## Article
□ □ □

Is Dow Addition a Kiss of Death for These 3 Stocks?

The Dow Jones Industrials Average (DJINDICES: ^DJI  ) is cleaning house. After today, Goldman Sachs (NYSE: GS  ) , Visa (NYSE: V  ) , and Nike (NYSE: NKE  ) will replace Alcoa, Bank of America, and Hewlett-Packard.

This raises some interesting questions -- is the Dow's blessing really a good sign for investors? Or is it a kiss of death for outperformance? What's the track record of the new Dow members, anyway?

For all the hype and adulation that goes along with Dow membership, history suggests that the folks picking new members are much better at identifying stocks that have performed well in the past than stocks than those that are poised to perform well in the future:

Performance declined an incredible 86% of the time a stock was added to the Dow.

Now, to be fair, Dow Jones isn't exactly aiming to identify outperformers when it selects new members. As they explain: "A stock typically is added to The Dow only if the company has an excellent reputation, demonstrates sustained growth and is of interest to a large number of investors. Maintaining adequate sector representation within the indices is also a consideration in the selection process."

And maintaining sector representation in the most prominent industry names during a period of two major bubbles is the big culprit here. Much of the decline in performance comes from giants that were added at the peak of sector bubbles. Intel (1999), Microsoft (1999), AIG (2008), and Bank of America (2008) are prime examples.

Still, when you compare new Dow members to the broader market, they actually do pretty well on average. New members beat the broader market by 32 percentage points over the five years after they're added.

□ □ □

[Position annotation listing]
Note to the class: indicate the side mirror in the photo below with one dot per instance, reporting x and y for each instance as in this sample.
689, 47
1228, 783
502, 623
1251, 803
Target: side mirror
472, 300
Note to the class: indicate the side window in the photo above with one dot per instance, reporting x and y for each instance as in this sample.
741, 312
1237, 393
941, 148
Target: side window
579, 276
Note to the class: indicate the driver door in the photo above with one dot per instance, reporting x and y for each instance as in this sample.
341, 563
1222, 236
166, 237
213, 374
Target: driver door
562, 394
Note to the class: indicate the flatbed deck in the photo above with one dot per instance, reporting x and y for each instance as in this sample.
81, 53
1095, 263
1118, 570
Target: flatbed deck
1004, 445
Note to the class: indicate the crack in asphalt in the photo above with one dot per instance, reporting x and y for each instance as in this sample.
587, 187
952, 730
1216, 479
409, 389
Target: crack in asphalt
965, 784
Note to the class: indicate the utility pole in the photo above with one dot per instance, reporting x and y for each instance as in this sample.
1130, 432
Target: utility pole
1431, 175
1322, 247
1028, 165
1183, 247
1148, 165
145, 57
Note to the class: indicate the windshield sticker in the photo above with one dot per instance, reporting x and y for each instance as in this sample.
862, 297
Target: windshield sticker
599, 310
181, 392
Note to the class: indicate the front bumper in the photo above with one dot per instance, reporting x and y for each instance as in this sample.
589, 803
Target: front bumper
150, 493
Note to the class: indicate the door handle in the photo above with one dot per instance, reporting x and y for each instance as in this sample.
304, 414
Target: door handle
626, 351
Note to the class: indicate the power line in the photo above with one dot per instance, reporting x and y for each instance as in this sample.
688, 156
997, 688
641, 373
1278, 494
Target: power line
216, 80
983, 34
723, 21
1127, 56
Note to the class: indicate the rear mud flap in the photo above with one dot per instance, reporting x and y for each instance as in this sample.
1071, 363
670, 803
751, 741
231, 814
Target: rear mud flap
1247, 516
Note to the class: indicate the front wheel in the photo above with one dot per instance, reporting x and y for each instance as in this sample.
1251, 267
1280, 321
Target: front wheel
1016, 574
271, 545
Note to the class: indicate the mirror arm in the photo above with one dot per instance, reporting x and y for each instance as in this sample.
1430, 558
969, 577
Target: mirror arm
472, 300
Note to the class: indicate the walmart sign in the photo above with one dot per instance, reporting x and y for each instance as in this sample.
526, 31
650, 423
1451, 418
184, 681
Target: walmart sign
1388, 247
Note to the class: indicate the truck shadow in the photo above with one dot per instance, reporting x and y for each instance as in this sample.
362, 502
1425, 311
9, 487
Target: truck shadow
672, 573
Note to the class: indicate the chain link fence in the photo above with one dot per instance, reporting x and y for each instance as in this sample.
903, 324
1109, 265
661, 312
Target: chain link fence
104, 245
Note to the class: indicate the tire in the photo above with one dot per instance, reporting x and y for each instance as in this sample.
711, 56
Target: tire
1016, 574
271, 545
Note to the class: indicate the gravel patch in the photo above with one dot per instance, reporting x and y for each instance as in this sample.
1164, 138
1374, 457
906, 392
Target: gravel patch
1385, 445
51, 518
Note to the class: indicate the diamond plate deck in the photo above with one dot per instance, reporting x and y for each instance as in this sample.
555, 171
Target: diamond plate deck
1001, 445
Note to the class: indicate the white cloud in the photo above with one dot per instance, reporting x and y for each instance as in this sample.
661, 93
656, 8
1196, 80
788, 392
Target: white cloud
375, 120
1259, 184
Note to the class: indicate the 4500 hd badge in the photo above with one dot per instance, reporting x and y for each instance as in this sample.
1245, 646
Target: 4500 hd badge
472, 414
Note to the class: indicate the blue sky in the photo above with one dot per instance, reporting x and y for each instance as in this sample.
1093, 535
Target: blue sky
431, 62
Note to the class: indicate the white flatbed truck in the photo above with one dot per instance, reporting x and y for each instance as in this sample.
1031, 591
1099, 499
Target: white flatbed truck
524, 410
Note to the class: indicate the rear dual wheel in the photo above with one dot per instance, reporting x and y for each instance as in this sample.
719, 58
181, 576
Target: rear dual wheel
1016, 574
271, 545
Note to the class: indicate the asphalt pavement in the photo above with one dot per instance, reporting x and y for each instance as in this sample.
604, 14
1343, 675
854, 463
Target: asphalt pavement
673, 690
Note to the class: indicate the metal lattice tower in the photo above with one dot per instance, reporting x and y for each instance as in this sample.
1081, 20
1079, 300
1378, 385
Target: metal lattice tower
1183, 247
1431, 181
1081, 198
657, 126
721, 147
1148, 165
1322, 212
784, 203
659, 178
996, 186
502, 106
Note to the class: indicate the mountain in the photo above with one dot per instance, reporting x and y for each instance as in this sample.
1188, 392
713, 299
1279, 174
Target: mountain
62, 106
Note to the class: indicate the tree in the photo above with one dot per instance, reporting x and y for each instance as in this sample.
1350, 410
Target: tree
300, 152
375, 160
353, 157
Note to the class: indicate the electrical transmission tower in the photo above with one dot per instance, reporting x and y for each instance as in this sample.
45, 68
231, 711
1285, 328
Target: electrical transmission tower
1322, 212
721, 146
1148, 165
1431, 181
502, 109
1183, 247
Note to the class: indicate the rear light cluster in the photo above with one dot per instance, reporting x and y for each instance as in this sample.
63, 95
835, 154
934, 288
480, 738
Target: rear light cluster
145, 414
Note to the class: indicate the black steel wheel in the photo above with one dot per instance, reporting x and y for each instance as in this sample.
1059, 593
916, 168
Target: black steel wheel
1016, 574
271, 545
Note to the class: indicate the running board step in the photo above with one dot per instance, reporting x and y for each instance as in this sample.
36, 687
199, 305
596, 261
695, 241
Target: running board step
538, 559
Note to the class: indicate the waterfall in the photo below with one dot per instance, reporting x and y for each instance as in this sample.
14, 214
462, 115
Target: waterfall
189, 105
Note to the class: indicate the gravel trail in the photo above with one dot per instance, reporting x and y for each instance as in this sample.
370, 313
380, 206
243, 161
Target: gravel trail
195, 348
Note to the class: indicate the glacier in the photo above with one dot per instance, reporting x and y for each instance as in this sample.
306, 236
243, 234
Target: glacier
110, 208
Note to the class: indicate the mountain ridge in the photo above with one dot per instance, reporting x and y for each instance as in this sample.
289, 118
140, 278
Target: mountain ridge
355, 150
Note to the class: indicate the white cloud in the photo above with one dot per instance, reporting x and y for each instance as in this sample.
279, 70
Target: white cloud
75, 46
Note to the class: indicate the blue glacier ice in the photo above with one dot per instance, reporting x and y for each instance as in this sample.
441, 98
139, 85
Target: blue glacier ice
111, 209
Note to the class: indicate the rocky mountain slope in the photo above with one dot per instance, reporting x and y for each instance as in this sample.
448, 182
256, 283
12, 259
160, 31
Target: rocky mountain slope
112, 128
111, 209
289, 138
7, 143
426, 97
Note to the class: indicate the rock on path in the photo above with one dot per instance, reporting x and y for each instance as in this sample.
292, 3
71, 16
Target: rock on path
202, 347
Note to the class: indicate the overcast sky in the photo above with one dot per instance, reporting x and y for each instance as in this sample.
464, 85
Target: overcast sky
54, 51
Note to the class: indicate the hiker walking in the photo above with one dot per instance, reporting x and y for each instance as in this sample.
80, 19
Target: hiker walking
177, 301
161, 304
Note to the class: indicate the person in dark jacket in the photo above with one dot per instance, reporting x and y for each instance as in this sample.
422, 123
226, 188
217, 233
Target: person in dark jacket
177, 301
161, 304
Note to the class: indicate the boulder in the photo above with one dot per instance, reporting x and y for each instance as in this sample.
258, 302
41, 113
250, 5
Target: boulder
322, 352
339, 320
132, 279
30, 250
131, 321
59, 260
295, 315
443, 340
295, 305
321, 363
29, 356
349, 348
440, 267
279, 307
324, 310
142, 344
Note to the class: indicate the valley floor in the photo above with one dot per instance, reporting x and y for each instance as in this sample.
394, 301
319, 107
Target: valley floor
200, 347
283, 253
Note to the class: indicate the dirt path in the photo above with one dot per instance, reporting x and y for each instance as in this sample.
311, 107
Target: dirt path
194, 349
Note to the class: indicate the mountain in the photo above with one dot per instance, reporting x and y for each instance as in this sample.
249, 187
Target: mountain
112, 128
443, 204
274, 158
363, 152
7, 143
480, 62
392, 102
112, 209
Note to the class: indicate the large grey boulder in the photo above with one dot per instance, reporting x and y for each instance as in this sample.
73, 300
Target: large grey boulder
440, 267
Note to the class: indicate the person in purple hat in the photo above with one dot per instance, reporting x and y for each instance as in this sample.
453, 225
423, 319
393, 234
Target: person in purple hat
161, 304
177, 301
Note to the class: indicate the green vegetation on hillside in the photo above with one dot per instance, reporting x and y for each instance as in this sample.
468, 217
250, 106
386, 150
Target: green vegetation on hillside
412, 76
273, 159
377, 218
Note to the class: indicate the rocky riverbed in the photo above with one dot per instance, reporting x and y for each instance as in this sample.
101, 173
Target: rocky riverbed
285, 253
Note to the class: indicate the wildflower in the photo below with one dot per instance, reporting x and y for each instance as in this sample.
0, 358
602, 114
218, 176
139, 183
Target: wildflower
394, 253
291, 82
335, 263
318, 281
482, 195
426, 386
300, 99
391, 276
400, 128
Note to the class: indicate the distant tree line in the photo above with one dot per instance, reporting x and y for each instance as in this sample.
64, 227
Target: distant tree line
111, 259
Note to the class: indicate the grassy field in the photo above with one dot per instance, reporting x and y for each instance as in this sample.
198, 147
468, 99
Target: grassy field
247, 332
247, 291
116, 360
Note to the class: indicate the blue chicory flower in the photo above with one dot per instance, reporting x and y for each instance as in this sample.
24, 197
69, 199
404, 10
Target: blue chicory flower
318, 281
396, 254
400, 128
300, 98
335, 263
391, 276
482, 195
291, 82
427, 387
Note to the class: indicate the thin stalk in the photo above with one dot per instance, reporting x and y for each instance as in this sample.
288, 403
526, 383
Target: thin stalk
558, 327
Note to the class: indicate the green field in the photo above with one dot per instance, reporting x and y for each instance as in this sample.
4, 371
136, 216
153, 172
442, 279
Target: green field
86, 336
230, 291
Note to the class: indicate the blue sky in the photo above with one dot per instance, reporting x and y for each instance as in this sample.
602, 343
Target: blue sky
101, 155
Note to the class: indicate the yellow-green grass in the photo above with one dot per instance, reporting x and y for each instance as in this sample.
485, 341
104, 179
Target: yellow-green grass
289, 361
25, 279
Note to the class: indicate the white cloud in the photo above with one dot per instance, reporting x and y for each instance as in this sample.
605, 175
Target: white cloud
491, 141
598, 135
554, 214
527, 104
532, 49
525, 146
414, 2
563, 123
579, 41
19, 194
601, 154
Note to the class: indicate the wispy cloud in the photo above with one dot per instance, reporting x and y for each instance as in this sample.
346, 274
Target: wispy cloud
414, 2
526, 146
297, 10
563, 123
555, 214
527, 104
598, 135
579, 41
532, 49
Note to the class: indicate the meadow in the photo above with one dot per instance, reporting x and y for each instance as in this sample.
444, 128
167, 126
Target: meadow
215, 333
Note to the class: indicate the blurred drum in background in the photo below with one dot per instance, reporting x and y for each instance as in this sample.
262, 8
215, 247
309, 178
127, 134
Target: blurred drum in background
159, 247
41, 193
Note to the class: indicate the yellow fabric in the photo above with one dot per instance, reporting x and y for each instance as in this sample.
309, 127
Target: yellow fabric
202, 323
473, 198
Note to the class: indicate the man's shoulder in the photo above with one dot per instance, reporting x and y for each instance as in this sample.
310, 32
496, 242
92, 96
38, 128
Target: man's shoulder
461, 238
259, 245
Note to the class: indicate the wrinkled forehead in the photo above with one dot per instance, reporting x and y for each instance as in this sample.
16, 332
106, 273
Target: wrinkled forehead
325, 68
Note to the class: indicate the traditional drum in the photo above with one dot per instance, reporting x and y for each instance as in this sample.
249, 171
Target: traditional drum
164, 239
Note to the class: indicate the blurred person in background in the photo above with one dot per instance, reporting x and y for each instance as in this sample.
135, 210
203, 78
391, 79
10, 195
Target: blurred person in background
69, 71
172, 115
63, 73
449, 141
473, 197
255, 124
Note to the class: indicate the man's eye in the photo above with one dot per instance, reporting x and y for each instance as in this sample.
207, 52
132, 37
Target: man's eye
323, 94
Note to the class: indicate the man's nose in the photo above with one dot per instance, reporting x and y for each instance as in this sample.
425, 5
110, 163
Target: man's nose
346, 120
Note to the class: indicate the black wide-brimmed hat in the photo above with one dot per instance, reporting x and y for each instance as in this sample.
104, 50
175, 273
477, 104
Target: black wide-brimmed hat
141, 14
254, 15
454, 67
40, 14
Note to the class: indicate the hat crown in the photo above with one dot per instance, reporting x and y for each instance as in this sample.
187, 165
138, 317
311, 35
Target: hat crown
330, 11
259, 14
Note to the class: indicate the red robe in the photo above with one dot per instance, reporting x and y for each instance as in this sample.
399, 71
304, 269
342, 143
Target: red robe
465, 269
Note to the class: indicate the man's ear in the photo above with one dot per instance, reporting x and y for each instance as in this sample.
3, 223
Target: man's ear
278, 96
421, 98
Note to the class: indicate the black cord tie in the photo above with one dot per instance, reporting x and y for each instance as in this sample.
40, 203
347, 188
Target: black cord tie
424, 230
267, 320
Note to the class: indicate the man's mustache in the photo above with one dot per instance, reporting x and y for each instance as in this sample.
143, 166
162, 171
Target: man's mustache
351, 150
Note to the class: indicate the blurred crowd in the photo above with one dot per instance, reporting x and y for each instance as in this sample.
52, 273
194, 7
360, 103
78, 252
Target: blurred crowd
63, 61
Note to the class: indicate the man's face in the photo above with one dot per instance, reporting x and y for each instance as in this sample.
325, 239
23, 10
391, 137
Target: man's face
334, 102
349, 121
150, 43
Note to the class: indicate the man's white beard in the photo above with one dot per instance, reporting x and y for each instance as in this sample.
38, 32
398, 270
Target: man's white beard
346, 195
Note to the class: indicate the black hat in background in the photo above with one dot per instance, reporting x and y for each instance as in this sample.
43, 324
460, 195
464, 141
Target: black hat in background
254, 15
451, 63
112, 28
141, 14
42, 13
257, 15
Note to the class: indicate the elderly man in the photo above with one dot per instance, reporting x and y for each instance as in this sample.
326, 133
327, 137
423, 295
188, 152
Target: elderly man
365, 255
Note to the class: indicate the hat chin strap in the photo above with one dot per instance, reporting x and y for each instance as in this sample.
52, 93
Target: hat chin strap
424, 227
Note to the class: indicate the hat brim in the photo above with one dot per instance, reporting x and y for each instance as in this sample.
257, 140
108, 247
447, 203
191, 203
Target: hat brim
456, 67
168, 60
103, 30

□ □ □

## Required work
Copy the part of the Dow membership article from "This raises some" up to and including "to the Dow.".

## Solution below
This raises some interesting questions -- is the Dow's blessing really a good sign for investors? Or is it a kiss of death for outperformance? What's the track record of the new Dow members, anyway?

For all the hype and adulation that goes along with Dow membership, history suggests that the folks picking new members are much better at identifying stocks that have performed well in the past than stocks than those that are poised to perform well in the future:

Performance declined an incredible 86% of the time a stock was added to the Dow.